» **PROBLEMA CURTO 1**:
Indique se cada afirmação abaixo está de acordo com o texto sobre a crise financeira: (a) cerca de US$ 2,6 trilhões circulam diariamente pelo mundo sem nenhum controle; (b) o colapso no México ocorreu vinte anos antes; (c) o arrocho fiscal é exigido pelo governo Lula. Responda sim ou não a cada uma e cite literalmente as palavras do texto que decidem a resposta.
—————
(2) A crise e a libertinagem financeira

A proposta do controle de fluxos de capital adquire maior relevância com as recentes turbulências no mercado financeiro mundial. Nas últimas semanas, a mídia tem atormentado a sociedade com as tenebrosas notícias de queda na bolsa de valores, elevação do

Conforme relata um excelente artigo na revista Carta Capital, passados dez anos do colapso no México, que abriu a temporada recente de crises financeiras pelo mundo, o planeta ficou ainda mais perigoso. Os países, principalmente os periféricos, estão cada vez mais vulneráveis. Cerca de US$ 2,6 trilhões circulam diariamente pelo globo sem qualquer controle. ''A situação dos fluxos de capitais internacionais tornou-se um pesadelo no mundo'', explicou à revista a especialista estadunidense Jane D'Arista [1].


 


 


O nó do tripé neoliberal


 


 


Esse fantasma agora ronda a economia brasileira – e deixa em apuros os mercadores de ilusões infiltrados no governo Lula – exatamente devido à total liberdade do fluxo de capitais. Encarado como dogma pelos adoradores do deus-mercado, o livre fluxo compõe o tripé satânico da política macroeconômica neoliberal – junto com os juros estratosféricos e o elevado superávit primário. Através deste mecanismo, o Estado é colonizado e se transforma numa máquina de transferência de riqueza do setor produtivo para a oligarquia financeira internacional. Esta libertinagem inviabiliza qualquer controle público sobre a entrada e saída de dinheiro no país; ela impede que o governo implemente uma política econômica alternativa, soberana.


 


 


Em certo sentido, a livre de circulação de capitais é o nó que ata as outras duas pontas deste tripé satânico. Pressionado pela brutal dívida pública, o governo é forçado a manter os juros nas alturas para atrair novos capitais que permitam o precário funcionamento da economia. Ao mesmo tempo, ela ajuda a entender o irracional processo de sucção do superávit primário. Este arrocho fiscal é exigido pelos credores para dar tranqüilidade ao deus-mercado e para atrair novos capitais externos. O resultado deste modelo nefasto é conhecido pelos brasileiros: a economia fica estagnada, o desemprego bate recorde, a renda despenca, o Estado tem fragilizada a sua capacidade de investimentos na infra-estrutura e nas áreas sociais.
—————
» **PROBLEMA CURTO 2**:
Devolva todas as linhas das entradas que contêm a palavra "foliage". Considere a diferença entre maiúsculas e minúsculas.
—————
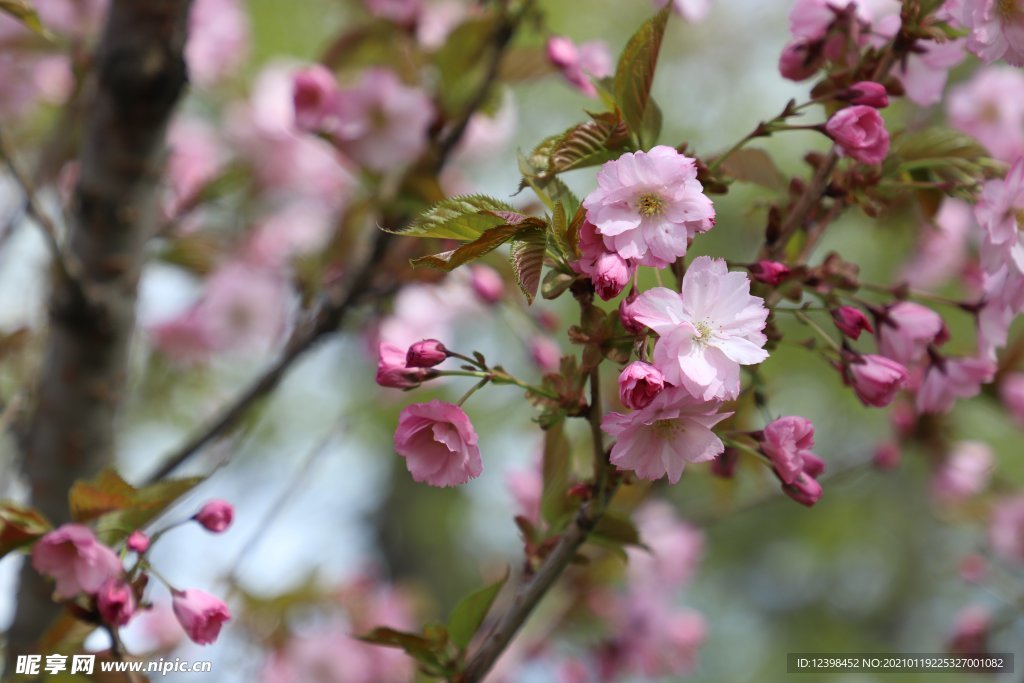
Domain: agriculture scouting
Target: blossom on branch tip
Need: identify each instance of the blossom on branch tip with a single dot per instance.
(438, 443)
(708, 331)
(75, 559)
(659, 439)
(648, 205)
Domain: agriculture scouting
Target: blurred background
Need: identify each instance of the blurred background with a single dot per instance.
(322, 499)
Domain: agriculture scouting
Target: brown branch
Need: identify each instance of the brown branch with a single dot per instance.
(139, 76)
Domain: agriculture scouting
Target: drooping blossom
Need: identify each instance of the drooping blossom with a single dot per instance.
(996, 30)
(952, 379)
(708, 331)
(649, 205)
(639, 383)
(201, 614)
(907, 330)
(438, 443)
(116, 602)
(75, 559)
(382, 124)
(1006, 530)
(580, 62)
(965, 471)
(609, 271)
(787, 441)
(875, 379)
(215, 516)
(659, 439)
(860, 133)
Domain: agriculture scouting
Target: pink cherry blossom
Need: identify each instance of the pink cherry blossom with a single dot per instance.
(201, 614)
(639, 383)
(988, 108)
(609, 271)
(382, 124)
(116, 602)
(708, 331)
(691, 10)
(1000, 213)
(1006, 530)
(907, 330)
(218, 40)
(966, 471)
(952, 379)
(996, 30)
(76, 559)
(860, 133)
(659, 439)
(649, 205)
(876, 379)
(786, 441)
(1012, 393)
(438, 443)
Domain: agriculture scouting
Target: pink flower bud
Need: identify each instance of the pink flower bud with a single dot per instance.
(626, 314)
(851, 322)
(487, 284)
(876, 379)
(116, 602)
(426, 353)
(137, 542)
(769, 272)
(860, 133)
(215, 516)
(804, 489)
(314, 93)
(639, 383)
(200, 614)
(72, 555)
(797, 62)
(438, 443)
(868, 93)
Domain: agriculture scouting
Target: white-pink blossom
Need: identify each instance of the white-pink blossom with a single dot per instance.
(648, 205)
(708, 331)
(660, 439)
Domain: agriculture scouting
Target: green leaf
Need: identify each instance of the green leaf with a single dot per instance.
(755, 165)
(635, 75)
(469, 613)
(26, 13)
(460, 218)
(19, 525)
(556, 468)
(526, 255)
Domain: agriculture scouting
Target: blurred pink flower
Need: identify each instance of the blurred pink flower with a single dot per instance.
(860, 133)
(438, 443)
(966, 471)
(382, 124)
(662, 438)
(75, 559)
(988, 108)
(218, 40)
(648, 206)
(708, 331)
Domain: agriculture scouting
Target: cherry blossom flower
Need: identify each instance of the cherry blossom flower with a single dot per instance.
(659, 439)
(860, 133)
(708, 331)
(438, 443)
(76, 559)
(648, 206)
(996, 29)
(201, 614)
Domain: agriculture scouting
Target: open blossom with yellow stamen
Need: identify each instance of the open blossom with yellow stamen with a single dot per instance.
(649, 205)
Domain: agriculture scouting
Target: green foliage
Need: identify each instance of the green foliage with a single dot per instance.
(19, 525)
(469, 613)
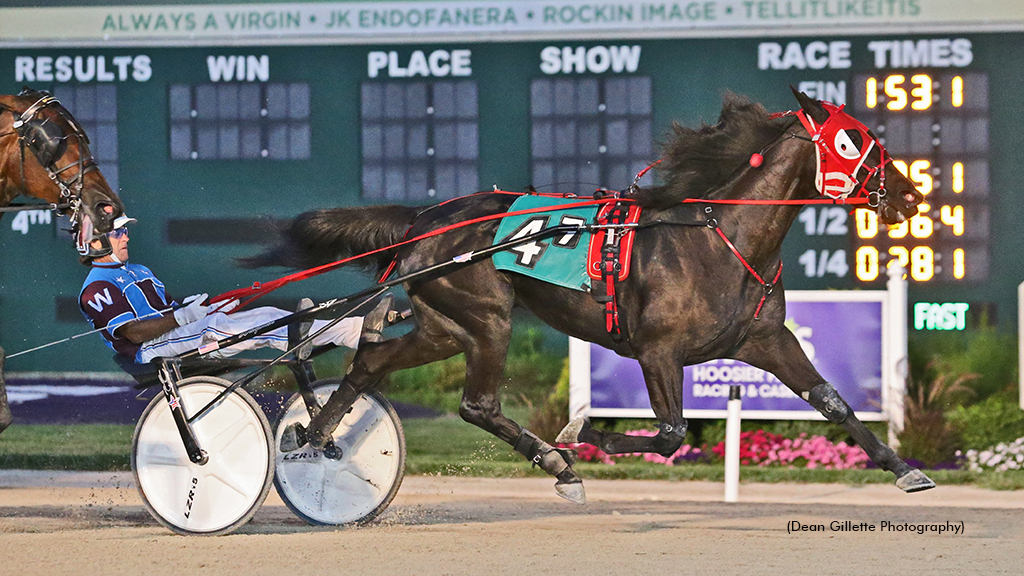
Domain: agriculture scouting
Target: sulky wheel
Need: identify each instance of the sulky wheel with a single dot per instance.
(357, 480)
(220, 495)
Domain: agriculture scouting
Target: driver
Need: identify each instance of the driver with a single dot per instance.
(140, 320)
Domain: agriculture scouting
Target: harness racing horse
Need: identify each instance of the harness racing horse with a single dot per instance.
(688, 299)
(45, 154)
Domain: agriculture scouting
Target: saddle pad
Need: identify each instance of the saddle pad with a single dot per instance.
(625, 243)
(560, 259)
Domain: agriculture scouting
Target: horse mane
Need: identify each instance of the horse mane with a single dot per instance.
(695, 161)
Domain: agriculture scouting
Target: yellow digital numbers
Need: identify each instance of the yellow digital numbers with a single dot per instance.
(915, 92)
(867, 222)
(894, 89)
(922, 91)
(919, 172)
(955, 91)
(911, 244)
(867, 263)
(952, 216)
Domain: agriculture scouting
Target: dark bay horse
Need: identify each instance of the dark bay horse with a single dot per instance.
(688, 298)
(44, 154)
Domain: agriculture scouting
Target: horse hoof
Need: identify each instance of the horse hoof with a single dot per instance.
(293, 438)
(914, 481)
(570, 434)
(572, 492)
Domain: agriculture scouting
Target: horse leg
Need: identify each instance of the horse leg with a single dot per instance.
(373, 362)
(664, 375)
(780, 354)
(5, 416)
(486, 348)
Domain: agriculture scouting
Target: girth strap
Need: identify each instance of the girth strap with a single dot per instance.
(611, 265)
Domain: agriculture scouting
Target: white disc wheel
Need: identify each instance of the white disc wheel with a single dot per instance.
(222, 494)
(354, 486)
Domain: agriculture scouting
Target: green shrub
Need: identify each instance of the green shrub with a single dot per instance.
(530, 373)
(927, 436)
(983, 352)
(997, 418)
(550, 417)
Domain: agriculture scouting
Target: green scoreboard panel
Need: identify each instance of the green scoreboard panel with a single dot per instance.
(473, 115)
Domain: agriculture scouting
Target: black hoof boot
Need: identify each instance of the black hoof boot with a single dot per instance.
(293, 438)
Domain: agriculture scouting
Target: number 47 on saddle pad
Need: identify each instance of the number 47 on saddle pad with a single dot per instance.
(571, 259)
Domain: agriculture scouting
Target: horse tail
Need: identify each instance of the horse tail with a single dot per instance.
(325, 236)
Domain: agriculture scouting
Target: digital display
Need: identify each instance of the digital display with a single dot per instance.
(935, 125)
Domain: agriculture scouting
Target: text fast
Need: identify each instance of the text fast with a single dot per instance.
(947, 316)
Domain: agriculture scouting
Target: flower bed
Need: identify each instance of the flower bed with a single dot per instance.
(1001, 457)
(760, 448)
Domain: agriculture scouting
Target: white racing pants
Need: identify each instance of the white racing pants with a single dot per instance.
(218, 326)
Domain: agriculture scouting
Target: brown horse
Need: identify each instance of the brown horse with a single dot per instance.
(44, 154)
(688, 298)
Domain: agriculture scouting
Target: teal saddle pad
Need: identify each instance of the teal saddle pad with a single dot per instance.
(560, 259)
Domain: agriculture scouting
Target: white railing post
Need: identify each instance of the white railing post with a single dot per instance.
(732, 420)
(1020, 341)
(897, 367)
(579, 377)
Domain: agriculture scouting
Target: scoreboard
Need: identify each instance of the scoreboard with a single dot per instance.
(936, 126)
(204, 140)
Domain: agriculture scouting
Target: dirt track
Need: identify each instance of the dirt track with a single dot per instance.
(95, 524)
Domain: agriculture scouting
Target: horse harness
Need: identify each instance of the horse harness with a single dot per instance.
(47, 141)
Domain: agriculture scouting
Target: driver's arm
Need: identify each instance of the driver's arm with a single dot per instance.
(138, 331)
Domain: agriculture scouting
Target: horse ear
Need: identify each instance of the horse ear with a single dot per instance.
(811, 107)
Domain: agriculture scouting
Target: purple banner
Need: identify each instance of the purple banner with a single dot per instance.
(842, 338)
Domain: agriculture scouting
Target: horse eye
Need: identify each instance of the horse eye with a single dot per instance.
(845, 146)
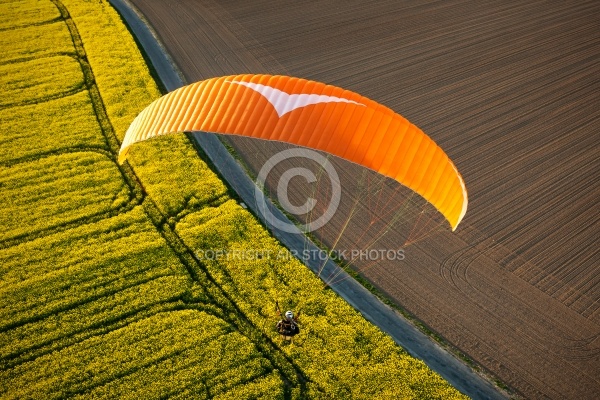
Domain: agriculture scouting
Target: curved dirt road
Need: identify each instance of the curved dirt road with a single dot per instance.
(509, 90)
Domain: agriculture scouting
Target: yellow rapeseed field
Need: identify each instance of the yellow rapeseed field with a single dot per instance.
(106, 290)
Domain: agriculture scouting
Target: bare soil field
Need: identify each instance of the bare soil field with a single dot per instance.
(510, 91)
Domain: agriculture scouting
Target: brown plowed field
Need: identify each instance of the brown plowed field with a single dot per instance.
(510, 89)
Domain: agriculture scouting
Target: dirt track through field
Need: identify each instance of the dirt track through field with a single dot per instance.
(510, 91)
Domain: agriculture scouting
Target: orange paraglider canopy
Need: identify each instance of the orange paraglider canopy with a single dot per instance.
(313, 115)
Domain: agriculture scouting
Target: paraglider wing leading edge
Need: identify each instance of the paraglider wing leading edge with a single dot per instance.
(314, 115)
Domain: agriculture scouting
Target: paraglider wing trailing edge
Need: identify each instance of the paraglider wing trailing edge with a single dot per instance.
(313, 115)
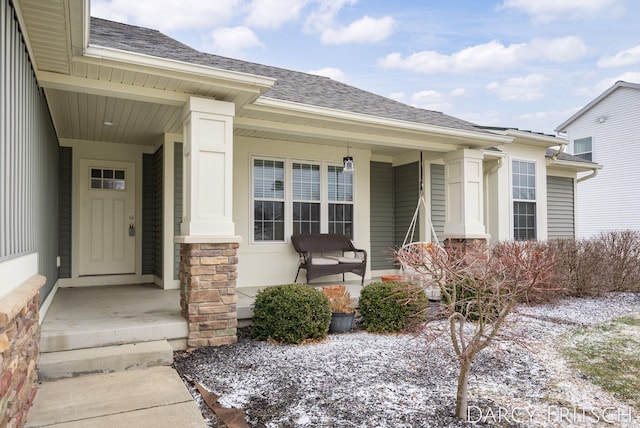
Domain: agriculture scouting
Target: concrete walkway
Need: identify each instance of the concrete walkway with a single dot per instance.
—————
» **RESPOSTA ESPERADA 1**:
(a) Sim: "Cerca de US$ 2,6 trilhões circulam diariamente pelo globo sem qualquer controle."
(b) Não: "passados dez anos do colapso no México"
(c) Não: "Este arrocho fiscal é exigido pelos credores"

» **RESPOSTA ESPERADA 2**:
Target: green foliage
Need: identify each instance of the green foliage with a single dot per instance.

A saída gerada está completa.